▸ Objective: Can you render the records beginning at the line with "Target: white commercial building" and running through the line with "[(351, 967), (220, 784), (733, 785), (401, 781)]", both lines included, as a two-column CSV? Use the headers instruction and response, give one row per record with its text and its answer, put each in a single quoted field, and replace line breaks with spaces.

▸ Given data:
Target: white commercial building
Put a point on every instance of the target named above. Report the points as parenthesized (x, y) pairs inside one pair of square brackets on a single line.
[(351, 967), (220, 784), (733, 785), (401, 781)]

---

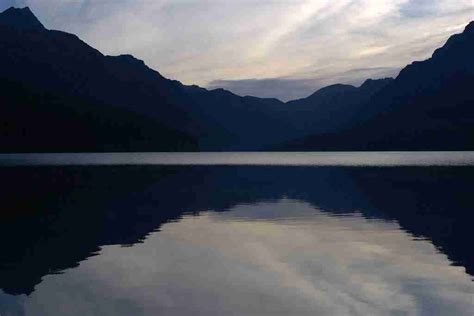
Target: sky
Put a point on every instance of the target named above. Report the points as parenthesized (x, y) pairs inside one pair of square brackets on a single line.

▸ The solution:
instruction,response
"Target: white commercial building Put a point on every instance of the target named above. Report the points as parenthesized (x, y) pairs inside one pair of square brackets on a single line.","[(351, 967), (220, 784), (733, 785), (401, 781)]"